Cuente cuántas líneas del material que aparece a continuación contienen la palabra "following", teniendo en cuenta las mayúsculas y minúsculas. Indique solo el número.

----- MATERIAL LISTADO -----

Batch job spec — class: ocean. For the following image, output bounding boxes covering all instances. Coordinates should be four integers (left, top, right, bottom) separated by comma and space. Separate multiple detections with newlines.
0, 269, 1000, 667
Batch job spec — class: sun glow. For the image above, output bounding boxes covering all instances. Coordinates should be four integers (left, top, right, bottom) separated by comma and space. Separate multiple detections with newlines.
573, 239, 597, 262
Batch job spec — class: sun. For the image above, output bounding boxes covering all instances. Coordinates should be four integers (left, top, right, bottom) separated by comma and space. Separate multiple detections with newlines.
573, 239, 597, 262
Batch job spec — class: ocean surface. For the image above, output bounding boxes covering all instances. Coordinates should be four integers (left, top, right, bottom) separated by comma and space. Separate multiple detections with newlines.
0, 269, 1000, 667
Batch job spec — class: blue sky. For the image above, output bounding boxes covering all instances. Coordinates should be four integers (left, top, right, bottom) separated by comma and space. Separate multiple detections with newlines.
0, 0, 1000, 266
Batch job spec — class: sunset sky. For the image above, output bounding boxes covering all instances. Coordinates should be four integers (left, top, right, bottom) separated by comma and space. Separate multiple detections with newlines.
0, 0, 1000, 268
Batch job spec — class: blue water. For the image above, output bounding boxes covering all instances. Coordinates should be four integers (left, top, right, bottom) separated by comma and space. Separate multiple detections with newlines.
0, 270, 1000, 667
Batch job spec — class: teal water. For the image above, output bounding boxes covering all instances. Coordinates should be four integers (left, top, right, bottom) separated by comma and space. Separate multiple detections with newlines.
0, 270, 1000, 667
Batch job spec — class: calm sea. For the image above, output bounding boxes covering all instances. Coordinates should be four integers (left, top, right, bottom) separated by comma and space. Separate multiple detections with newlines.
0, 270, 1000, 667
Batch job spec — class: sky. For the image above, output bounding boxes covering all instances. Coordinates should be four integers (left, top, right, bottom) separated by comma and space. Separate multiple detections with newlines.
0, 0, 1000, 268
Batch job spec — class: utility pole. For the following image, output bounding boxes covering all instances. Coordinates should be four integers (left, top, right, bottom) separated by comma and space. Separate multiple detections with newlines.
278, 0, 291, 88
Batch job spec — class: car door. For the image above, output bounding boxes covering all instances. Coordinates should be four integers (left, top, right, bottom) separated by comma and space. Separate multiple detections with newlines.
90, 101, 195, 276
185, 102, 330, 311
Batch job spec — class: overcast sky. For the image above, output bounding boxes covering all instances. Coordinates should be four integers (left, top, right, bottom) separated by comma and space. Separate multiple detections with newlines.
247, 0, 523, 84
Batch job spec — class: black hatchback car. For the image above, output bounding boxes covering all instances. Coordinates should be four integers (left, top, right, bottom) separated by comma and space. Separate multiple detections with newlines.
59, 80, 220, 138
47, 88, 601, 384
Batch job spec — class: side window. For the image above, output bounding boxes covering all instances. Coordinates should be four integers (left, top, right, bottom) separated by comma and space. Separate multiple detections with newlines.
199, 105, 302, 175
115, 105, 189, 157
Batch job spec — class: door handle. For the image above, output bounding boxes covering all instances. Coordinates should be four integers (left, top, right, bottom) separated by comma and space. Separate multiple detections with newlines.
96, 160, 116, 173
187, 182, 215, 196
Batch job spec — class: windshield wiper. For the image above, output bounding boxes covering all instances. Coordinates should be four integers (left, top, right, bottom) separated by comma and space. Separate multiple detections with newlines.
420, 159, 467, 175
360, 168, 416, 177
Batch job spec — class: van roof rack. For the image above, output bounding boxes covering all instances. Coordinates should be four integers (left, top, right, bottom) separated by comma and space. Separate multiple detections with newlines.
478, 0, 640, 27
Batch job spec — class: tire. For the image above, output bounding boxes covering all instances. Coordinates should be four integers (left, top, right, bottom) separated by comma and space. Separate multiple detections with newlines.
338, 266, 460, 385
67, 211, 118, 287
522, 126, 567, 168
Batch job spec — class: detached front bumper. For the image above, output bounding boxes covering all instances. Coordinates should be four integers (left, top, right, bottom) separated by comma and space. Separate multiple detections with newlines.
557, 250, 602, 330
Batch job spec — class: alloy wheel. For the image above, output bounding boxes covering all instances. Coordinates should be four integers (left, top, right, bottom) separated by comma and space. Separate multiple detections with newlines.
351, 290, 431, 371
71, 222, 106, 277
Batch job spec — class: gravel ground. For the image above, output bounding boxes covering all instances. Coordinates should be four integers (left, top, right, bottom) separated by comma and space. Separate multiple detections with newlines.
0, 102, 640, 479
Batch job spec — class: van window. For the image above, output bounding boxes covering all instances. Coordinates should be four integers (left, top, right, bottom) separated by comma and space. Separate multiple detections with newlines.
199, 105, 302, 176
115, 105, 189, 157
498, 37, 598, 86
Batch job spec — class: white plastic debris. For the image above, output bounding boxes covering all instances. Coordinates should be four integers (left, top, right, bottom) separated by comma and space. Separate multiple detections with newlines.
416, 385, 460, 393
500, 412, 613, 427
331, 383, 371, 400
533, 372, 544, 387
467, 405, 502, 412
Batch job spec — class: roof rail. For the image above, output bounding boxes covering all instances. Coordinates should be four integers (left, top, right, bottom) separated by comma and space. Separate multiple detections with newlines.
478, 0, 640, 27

-----

— RESPUESTA —
2